▶ **Exercises**:
1. Rewrite the twelve-factor passage beginning at the words "Where possible, we" and stopping after "declaring required dependencies.", putting "pipenv" in place of "pip".
2. Translate this sentence from the twelve-factor passage into Spanish: "We have only one codebase for each project, from which we deploy different versions (e.g. development, staging, live)."
3. According to the twelve-factor passage, who created the methodology, and in what year?

▶ **Source extract**:
* * * * * * *

The Twelve-Factor App methodology is for building scalable, maintainable, and portable web applications or Software-As-A-Service apps. It was created by Heroku co-founder Adam Wiggins in 2011 and has become a popular approach.

The full details are on their website: 12factor.net.

Where possible, we provide examples of our flavour of their guidance.

1. Codebase: One codebase tracked in revision control, many deploys.

We have only one codebase for each project, from which we deploy different versions (e.g. development, staging, live).

2. Dependencies: Explicitly declare and isolate dependencies.

Our projects do not rely on new developers already having dependencies installed.

We use pip, with a requirements.txt file, for explicitly declaring required dependencies.

We use virtualenv, venv, or docker for dependency isolation to ensure no external dependencies leak into our projects.

3. Config: Store config in the environment.

Our apps' config refers to anything which varies between our development, staging, and live deployments.

An example of this is API tokens.

We often use 'developer' API tokens with infinite use. Storing tokens as constants in the code is a complete violation of twelve-factor. This would expose us to API usage abuse if the token were accidentally committed (which is easily done).

* * * * * * *

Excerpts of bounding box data
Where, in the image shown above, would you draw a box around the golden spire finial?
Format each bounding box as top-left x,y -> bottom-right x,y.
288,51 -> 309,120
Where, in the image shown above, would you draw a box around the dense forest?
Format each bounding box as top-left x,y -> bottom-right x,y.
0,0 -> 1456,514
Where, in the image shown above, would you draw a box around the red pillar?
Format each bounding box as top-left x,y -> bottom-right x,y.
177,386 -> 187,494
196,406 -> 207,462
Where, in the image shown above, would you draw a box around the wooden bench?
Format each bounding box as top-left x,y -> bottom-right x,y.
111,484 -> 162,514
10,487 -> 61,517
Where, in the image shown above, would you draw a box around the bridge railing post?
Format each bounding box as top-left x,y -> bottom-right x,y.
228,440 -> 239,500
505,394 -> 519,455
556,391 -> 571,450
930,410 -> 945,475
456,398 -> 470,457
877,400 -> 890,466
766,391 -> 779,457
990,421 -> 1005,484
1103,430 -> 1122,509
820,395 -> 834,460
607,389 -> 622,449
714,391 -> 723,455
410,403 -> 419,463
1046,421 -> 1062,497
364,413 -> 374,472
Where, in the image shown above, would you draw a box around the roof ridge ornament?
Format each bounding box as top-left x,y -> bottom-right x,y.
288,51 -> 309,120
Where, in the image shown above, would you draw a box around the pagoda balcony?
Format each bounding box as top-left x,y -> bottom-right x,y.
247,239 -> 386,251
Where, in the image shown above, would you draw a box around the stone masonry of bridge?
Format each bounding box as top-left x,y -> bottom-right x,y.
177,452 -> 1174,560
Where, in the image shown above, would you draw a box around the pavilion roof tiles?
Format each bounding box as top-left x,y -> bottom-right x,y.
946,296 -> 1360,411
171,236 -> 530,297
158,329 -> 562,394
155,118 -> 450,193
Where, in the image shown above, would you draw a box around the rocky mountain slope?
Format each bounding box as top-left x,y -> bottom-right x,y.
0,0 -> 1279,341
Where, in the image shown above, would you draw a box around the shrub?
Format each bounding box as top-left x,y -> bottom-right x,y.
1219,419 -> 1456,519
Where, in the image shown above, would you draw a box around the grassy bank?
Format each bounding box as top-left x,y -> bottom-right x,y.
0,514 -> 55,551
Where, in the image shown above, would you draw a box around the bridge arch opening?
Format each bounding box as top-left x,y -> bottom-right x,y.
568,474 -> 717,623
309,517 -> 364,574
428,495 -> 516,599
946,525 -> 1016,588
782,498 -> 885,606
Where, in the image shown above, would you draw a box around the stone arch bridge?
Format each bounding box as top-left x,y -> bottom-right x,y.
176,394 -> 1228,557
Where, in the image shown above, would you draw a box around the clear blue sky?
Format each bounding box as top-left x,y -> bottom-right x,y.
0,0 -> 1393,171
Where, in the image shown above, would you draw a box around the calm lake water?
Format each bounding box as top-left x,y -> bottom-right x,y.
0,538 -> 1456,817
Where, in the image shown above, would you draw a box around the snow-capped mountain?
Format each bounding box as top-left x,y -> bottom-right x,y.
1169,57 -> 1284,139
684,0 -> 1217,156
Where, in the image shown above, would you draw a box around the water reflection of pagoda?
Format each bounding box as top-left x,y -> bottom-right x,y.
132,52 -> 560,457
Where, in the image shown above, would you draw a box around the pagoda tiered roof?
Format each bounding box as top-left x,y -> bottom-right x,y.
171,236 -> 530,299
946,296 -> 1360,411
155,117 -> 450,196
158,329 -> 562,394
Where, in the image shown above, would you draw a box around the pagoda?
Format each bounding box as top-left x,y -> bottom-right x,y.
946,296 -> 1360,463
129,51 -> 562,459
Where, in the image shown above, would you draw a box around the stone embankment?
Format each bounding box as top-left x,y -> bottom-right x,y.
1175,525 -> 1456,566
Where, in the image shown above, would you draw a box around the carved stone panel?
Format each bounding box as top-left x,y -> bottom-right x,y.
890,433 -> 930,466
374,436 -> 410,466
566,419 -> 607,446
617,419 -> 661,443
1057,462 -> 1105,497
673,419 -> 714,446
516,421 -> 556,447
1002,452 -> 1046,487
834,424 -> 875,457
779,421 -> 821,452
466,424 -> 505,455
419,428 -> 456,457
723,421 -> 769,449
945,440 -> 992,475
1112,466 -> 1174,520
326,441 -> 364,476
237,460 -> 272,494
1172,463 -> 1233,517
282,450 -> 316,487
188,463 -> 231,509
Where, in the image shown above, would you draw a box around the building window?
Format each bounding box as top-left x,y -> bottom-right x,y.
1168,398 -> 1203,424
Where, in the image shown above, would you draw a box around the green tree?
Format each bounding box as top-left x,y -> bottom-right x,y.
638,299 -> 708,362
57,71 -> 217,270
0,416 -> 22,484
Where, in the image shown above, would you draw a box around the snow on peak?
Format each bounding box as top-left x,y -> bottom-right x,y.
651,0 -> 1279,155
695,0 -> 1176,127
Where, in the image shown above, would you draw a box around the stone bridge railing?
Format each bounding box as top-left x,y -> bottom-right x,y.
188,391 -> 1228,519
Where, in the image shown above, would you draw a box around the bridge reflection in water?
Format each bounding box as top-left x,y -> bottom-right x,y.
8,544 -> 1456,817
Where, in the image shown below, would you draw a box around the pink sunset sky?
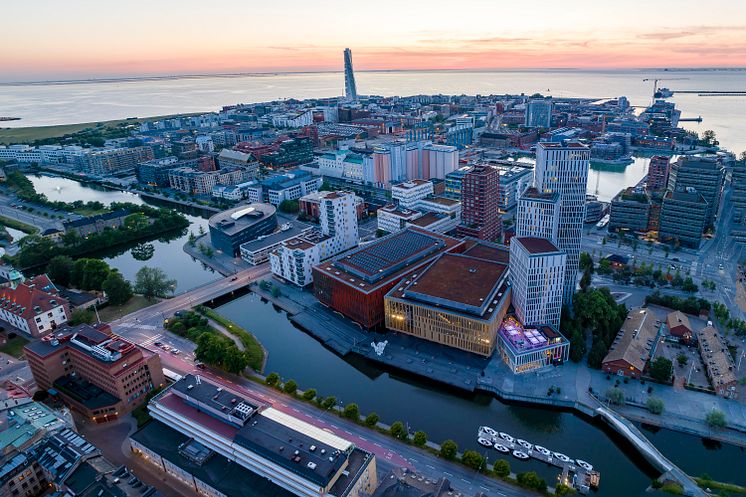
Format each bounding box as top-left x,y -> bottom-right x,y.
0,0 -> 746,81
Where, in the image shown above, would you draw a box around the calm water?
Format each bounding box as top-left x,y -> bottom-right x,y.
29,176 -> 219,292
0,70 -> 746,152
219,294 -> 746,497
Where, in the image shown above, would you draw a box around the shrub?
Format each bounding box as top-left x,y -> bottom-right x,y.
303,388 -> 316,401
282,380 -> 298,395
494,459 -> 510,478
365,412 -> 381,426
440,440 -> 458,461
412,431 -> 427,447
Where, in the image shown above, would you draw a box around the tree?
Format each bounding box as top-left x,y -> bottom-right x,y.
67,308 -> 96,326
440,440 -> 458,461
303,388 -> 316,401
494,459 -> 510,478
645,397 -> 664,414
101,271 -> 132,305
47,255 -> 74,286
705,409 -> 725,428
135,266 -> 176,300
606,387 -> 624,405
650,356 -> 673,383
389,421 -> 409,440
412,431 -> 427,447
365,412 -> 380,426
264,373 -> 280,387
342,403 -> 360,421
461,450 -> 484,470
282,380 -> 298,395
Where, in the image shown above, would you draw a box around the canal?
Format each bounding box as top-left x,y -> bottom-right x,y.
23,172 -> 746,497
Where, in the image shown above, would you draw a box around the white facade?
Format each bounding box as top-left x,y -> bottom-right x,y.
534,143 -> 591,304
391,179 -> 433,209
510,237 -> 567,328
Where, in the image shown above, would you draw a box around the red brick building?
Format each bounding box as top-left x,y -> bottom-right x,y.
313,227 -> 464,329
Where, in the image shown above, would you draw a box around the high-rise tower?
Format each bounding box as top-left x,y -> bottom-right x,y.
345,48 -> 357,100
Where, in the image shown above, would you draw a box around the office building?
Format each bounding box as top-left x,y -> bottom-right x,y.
515,186 -> 560,240
130,375 -> 377,497
384,241 -> 510,357
646,155 -> 671,193
534,142 -> 590,304
510,237 -> 567,328
601,308 -> 660,379
668,156 -> 725,228
609,186 -> 651,233
658,188 -> 708,248
498,316 -> 570,374
524,97 -> 553,128
345,48 -> 357,101
0,275 -> 70,338
313,227 -> 463,329
208,203 -> 277,257
269,192 -> 358,287
458,165 -> 502,241
24,324 -> 165,423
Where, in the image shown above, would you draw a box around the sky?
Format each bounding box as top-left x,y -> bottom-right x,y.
0,0 -> 746,81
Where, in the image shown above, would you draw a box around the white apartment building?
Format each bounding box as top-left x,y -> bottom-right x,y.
269,192 -> 359,287
391,179 -> 433,209
510,236 -> 567,329
534,142 -> 591,304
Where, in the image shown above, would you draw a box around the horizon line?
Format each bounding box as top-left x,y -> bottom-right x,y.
0,66 -> 746,86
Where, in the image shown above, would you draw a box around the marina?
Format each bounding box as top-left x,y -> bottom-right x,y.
477,426 -> 601,494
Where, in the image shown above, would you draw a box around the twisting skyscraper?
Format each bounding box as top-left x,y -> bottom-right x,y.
345,48 -> 357,100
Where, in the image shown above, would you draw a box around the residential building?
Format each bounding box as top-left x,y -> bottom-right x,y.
609,186 -> 651,233
510,236 -> 567,328
313,227 -> 463,329
668,156 -> 725,228
130,374 -> 377,497
524,97 -> 553,128
24,324 -> 165,423
208,203 -> 277,257
646,155 -> 671,193
601,308 -> 660,380
658,188 -> 707,248
697,323 -> 738,399
0,275 -> 70,338
458,165 -> 502,241
269,192 -> 358,287
498,316 -> 570,374
534,142 -> 590,304
384,241 -> 510,357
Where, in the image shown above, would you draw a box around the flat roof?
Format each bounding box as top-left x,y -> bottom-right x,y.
392,253 -> 508,316
514,236 -> 560,254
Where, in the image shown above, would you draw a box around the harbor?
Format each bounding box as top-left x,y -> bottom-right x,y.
477,426 -> 601,495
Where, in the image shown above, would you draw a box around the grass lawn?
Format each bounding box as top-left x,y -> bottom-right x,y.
0,113 -> 198,145
98,295 -> 155,323
0,216 -> 39,234
0,335 -> 28,358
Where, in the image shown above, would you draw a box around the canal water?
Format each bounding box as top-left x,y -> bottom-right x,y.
24,173 -> 746,497
218,293 -> 746,497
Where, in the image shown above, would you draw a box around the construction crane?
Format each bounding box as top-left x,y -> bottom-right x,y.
643,78 -> 689,102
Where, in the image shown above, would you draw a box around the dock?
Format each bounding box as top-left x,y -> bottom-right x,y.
478,430 -> 601,494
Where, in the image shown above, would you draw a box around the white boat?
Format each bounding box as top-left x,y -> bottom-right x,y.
493,444 -> 510,454
479,426 -> 497,438
553,452 -> 570,462
477,437 -> 492,447
500,431 -> 515,443
513,450 -> 528,460
515,438 -> 534,450
534,445 -> 551,456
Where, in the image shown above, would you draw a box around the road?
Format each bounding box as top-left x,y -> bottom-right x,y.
111,264 -> 532,497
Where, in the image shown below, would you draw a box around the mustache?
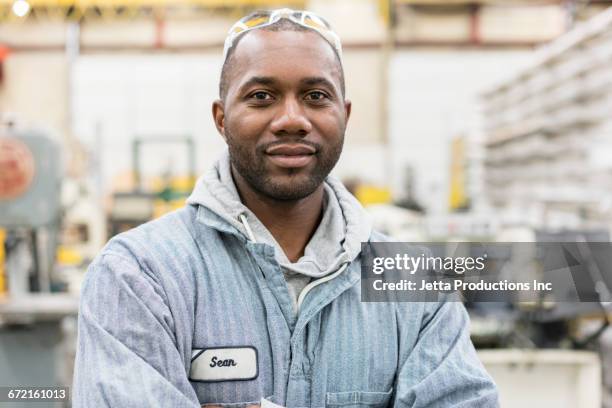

* * * * * * *

▶ **Complete answers**:
1.
Where possible, we provide examples of our flavour of their guidance.

1. Codebase: One codebase tracked in revision control, many deploys.

We have only one codebase for each project, from which we deploy different versions (e.g. development, staging, live).

2. Dependencies: Explicitly declare and isolate dependencies.

Our projects do not rely on new developers already having dependencies installed.

We use pipenv, with a requirements.txt file, for explicitly declaring required dependencies.

2. Tenemos un solo código base para cada proyecto, desde el cual desplegamos distintas versiones (p. ej., desarrollo, staging, producción).

3. Heroku co-founder Adam Wiggins created it in 2011.